**ESERCIZI PROPOSTI**
1/ In base al brano, risponda a ciascuna domanda:
(a) Quanti anni fa Nelson Mandela usò le parole citate in apertura?
(b) Quale evento, più di ogni altro, è riuscito a catalizzare l'attenzione globale?
(c) Che cosa hanno rappresentato i Giochi, nella loro funzione di miglior vetrina possibile?
2/ Prosegua il brano sul potere sociale dello sport a partire dal punto in cui termina.

======== BRANO DA LEGGERE ========

«Lo sport ha il potere di cambiare il mondo. Ha il potere di ispirare, di unire le persone come poche altre cose. Parla ai giovani in un linguaggio che loro capiscono. Lo sport ha il potere di creare speranza dove prima c’era solo disperazione. È più potente dei governi nel rompere le barriere razziali, è capace di ridere in faccia a tutte le discriminazioni». Ventiquattro anni fa Nelson Mandela, che aveva riunito il Sudafrica anche grazie alla capacità di aggregazione dello sport, usò queste parole per spiegarne il valore. Nessun evento è stato in grado di raccontare l’evoluzione storica e di catalizzare l’attenzione globale come i Giochi olimpici grazie a duelli incredibili, sfide avvincenti, ma soprattutto storie di uomini e donne che hanno sfruttato la popolarità della manifestazione per parlare a tutti. I Giochi sono riusciti spesso a mostrare, o addirittura anticipare, i cambiamenti mondiali in corso e a dare voce a nuove esigenze sociali; sono stati la miglior vetrina possibile per rappresentare le battaglie degli atleti in tema di diritti civili e politici. Ci sono gesti, discorsi e scelte prese in occasione dell’evento a cinque cerchi che hanno fatto la storia più di un risultato o di una medaglia. Anche questo è il potere sociale dello sport.

======== DATI FORNITI ========

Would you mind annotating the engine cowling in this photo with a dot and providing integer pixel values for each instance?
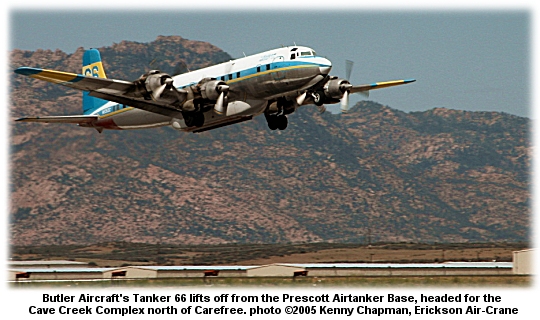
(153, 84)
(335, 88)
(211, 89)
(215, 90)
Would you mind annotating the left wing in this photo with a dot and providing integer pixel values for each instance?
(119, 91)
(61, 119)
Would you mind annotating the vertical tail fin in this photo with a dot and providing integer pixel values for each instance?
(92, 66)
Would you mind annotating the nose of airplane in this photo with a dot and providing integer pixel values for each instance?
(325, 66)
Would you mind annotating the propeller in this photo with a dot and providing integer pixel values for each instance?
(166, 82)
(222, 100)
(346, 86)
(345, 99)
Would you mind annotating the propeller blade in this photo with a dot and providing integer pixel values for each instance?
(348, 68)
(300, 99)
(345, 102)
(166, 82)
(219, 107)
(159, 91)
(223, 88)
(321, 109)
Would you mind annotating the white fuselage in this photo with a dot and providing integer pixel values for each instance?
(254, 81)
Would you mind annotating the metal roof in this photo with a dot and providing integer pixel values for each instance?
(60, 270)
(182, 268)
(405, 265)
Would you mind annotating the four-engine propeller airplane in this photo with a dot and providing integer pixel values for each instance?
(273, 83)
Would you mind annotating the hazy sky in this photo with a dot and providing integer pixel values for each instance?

========

**RISPOSTE AI COMPITI**
1/
(a) Ventiquattro anni fa.
(b) I Giochi olimpici.
(c) Le battaglie degli atleti in tema di diritti civili e politici.

2/
Il potere sociale dello sport contro il razzismo
Fin dalle prime edizioni, quello della discriminazione razziale è stato un tema sotto gli occhi di tutti: basti pensare a Saint Louis 1904 in cui vennero istituite le giornate antropologiche, gare che si svolgevano parallelamente a quelle ufficiali e a cui erano invitate a partecipare le cosiddette razze inferiori, tutte quelle diverse da quella bianca. Una ghettizzazione vergognosa che sarà dura a morire. Un primo grande scossone, però, avvenne nel 1936, quando i Giochi olimpici si tennero a Berlino, in pieno regime nazista: quello che doveva essere l’evento che avrebbe celebrato Hitler e le sue teorie sulla superiorità della razza ariana fu attraversato da un fulmine nero chiamato Jesse Owens. Il velocista americano conquistò quattro medaglie d’oro (100 metri, 200, staffetta 4×100 e salto in lungo): una superiorità schiacciante che non fece piacere agli ufficiali nazisti.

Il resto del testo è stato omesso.